▶ _Task statement_: Exactly reproduce the data from its first line through the line with "positive clicks: (246, 230)", leaving out every line after it.

▼

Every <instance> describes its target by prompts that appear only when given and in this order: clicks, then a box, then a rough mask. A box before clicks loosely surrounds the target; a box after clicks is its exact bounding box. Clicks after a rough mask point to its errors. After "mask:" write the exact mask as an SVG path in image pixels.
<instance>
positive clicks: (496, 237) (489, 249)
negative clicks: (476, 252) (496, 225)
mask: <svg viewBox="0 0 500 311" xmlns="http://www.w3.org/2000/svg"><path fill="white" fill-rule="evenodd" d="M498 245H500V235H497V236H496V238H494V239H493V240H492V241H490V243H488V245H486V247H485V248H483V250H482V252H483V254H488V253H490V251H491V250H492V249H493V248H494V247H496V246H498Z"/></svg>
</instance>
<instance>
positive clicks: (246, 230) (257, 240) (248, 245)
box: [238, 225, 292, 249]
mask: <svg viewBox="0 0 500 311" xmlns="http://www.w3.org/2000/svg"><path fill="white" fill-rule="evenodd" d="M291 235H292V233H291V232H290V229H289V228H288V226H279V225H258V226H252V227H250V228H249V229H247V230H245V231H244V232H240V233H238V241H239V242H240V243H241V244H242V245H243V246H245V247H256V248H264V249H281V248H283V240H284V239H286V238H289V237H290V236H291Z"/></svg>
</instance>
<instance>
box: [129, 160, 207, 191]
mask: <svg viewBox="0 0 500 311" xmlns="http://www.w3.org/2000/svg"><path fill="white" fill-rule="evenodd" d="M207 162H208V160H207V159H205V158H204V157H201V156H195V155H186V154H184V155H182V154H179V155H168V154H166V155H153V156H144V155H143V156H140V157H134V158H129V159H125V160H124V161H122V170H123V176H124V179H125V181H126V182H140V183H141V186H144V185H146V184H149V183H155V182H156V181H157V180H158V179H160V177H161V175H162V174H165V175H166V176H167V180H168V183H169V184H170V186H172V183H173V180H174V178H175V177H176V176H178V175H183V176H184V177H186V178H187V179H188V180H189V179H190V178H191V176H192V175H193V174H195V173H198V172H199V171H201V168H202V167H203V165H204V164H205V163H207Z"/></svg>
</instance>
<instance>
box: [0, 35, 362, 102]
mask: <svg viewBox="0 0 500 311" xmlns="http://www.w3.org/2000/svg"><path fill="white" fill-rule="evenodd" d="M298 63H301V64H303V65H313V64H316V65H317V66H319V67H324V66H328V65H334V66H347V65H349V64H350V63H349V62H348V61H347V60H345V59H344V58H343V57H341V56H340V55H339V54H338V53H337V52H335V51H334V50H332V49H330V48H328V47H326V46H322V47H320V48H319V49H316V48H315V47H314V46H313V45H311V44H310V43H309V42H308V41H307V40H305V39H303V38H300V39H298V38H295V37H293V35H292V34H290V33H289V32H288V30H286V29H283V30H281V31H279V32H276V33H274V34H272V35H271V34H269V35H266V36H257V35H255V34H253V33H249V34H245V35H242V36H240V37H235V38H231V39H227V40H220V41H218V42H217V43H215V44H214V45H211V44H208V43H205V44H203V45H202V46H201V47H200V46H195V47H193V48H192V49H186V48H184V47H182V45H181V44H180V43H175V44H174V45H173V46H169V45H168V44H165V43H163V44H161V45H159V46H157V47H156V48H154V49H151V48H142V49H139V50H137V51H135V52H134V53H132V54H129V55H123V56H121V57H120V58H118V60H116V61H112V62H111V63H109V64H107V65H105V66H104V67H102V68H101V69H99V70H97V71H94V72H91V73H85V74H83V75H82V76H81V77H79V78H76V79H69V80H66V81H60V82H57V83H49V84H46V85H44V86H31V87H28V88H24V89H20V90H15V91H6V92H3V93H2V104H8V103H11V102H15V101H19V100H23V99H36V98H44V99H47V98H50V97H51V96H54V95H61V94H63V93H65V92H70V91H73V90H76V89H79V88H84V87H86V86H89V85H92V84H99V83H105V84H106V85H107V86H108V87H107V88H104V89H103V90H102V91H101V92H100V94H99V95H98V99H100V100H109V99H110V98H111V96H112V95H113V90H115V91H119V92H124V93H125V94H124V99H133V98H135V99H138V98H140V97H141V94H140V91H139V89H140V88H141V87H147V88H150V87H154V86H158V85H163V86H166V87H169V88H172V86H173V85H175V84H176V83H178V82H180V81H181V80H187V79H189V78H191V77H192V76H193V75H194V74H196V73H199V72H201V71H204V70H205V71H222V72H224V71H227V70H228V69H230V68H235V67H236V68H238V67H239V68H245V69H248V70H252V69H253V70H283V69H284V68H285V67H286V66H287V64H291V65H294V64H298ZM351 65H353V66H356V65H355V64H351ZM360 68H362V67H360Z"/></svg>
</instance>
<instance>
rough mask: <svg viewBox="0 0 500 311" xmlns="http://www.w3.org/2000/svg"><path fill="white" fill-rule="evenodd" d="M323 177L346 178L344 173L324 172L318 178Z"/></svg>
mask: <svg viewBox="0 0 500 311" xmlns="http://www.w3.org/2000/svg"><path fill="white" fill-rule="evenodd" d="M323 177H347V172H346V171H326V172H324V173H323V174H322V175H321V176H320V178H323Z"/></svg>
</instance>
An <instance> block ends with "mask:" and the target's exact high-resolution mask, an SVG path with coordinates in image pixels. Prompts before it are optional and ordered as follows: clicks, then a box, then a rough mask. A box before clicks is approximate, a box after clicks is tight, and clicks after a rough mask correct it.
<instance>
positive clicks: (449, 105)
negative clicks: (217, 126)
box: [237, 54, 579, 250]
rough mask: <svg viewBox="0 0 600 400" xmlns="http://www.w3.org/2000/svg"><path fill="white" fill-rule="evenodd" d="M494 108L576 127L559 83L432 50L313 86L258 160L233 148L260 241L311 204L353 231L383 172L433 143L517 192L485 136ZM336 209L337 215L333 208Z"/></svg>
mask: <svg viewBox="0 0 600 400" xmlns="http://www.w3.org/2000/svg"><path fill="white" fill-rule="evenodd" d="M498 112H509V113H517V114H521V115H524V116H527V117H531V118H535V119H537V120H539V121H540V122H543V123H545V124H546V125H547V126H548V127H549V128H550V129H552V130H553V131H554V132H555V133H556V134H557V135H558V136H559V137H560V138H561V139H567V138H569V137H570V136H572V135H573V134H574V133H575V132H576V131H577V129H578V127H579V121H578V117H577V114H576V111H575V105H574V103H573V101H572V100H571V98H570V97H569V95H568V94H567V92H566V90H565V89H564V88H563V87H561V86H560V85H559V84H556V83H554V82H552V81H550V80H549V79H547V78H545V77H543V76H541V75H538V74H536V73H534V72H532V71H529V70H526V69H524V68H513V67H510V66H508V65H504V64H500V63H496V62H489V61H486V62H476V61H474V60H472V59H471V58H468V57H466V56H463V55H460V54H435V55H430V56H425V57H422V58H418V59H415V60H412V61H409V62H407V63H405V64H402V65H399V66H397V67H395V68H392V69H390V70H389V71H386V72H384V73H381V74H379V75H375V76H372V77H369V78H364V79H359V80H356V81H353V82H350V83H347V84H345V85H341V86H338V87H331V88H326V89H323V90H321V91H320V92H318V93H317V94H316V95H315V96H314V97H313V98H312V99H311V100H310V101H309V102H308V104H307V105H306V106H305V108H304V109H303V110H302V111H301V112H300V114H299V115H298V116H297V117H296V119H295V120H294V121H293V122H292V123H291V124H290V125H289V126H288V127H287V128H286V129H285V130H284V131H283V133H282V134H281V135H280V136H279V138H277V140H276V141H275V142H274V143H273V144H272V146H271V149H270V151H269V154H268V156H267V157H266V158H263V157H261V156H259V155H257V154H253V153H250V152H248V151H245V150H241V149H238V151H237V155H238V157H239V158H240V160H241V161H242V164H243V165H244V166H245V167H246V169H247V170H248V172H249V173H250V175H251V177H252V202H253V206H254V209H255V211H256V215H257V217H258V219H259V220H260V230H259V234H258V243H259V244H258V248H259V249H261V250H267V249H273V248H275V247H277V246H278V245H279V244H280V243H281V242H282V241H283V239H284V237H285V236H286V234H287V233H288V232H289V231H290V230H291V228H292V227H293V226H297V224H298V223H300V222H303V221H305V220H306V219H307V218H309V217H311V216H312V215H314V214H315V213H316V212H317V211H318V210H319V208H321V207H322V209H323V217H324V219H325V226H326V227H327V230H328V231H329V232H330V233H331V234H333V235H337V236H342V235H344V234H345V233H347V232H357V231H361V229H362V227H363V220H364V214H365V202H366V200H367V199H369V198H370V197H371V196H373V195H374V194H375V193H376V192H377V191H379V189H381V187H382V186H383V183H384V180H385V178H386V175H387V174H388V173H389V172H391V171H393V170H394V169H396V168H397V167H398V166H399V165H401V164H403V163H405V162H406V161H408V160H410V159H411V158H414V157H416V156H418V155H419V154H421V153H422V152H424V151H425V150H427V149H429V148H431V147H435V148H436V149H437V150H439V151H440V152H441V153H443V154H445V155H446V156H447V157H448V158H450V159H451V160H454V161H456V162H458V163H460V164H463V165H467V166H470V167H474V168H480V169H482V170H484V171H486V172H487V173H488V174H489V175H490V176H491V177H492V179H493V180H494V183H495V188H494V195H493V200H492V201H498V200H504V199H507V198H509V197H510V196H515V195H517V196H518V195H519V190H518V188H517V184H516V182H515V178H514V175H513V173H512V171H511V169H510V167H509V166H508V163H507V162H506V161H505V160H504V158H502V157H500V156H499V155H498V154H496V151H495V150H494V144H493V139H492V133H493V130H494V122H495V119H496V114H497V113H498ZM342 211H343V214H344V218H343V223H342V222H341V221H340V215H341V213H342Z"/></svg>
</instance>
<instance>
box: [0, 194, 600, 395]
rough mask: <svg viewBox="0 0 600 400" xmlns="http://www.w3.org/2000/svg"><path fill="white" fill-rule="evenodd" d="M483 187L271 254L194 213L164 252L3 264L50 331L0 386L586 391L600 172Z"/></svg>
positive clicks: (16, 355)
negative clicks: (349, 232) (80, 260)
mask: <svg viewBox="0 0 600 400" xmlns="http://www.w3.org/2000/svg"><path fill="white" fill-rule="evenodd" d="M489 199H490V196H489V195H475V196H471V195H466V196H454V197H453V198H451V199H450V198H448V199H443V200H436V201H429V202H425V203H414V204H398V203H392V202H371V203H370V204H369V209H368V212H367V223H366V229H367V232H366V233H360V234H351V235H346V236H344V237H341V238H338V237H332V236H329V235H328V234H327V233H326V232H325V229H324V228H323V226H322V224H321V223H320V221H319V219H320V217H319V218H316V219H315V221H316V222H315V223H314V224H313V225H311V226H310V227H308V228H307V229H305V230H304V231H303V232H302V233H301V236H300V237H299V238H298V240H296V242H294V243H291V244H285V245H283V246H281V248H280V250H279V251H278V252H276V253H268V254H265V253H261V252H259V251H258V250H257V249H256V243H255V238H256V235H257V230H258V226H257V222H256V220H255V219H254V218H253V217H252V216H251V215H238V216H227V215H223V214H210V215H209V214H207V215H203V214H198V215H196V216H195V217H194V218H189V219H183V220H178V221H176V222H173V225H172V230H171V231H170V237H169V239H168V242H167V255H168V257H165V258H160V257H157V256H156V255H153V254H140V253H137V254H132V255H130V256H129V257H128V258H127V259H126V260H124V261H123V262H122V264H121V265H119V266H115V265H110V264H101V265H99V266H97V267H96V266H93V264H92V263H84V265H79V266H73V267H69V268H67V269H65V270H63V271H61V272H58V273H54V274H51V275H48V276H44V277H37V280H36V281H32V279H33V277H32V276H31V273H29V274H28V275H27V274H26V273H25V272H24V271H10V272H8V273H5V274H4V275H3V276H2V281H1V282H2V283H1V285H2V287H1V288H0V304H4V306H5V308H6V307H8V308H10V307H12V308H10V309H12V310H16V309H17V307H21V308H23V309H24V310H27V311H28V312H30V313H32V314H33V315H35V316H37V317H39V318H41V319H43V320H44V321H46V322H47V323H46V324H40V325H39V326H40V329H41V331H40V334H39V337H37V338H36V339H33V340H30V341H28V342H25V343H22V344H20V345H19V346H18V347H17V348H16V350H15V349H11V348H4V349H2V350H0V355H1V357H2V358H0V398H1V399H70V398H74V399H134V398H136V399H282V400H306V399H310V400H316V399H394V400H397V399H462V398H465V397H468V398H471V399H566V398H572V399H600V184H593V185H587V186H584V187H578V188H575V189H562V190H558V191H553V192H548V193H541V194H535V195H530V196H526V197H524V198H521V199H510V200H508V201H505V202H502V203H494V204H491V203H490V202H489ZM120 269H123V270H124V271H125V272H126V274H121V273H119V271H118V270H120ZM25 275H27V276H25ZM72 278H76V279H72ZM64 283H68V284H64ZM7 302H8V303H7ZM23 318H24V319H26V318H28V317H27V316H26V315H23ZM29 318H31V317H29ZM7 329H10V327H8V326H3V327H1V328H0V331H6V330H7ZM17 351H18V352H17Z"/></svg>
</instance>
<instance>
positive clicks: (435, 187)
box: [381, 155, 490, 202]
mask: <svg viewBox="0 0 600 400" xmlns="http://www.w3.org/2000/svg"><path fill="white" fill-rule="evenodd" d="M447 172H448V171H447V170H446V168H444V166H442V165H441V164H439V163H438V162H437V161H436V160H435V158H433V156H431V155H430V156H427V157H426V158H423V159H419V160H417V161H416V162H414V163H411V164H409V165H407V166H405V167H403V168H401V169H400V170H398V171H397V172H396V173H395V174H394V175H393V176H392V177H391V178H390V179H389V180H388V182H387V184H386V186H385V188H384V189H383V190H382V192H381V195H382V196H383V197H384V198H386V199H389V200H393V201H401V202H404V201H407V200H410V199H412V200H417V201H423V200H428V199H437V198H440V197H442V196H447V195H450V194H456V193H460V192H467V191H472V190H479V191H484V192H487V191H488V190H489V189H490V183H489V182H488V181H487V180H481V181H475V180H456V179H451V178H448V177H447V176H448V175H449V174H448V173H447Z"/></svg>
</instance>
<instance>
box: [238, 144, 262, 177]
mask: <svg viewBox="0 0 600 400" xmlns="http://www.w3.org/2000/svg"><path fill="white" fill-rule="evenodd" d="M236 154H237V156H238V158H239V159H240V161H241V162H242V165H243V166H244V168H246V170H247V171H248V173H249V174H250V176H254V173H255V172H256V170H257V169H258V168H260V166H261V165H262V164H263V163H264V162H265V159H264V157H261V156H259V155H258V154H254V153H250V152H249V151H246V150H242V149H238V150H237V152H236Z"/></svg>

▲

▶ _Reply_:
Every <instance> describes its target by prompts that appear only when given and in this order: clicks, then a box, then a rough mask. A box before clicks loosely surrounds the target; a box after clicks is its exact bounding box. Clicks after a rough mask point to its errors. After "mask:" write the exact mask as an SVG path in image pixels.
<instance>
positive clicks: (496, 237) (489, 249)
negative clicks: (476, 252) (496, 225)
mask: <svg viewBox="0 0 500 311" xmlns="http://www.w3.org/2000/svg"><path fill="white" fill-rule="evenodd" d="M498 245H500V235H497V236H496V238H494V239H493V240H492V241H490V243H488V245H486V247H485V248H483V250H482V252H483V254H488V253H490V251H491V250H492V249H493V248H494V247H496V246H498Z"/></svg>
</instance>
<instance>
positive clicks: (246, 230) (257, 240) (248, 245)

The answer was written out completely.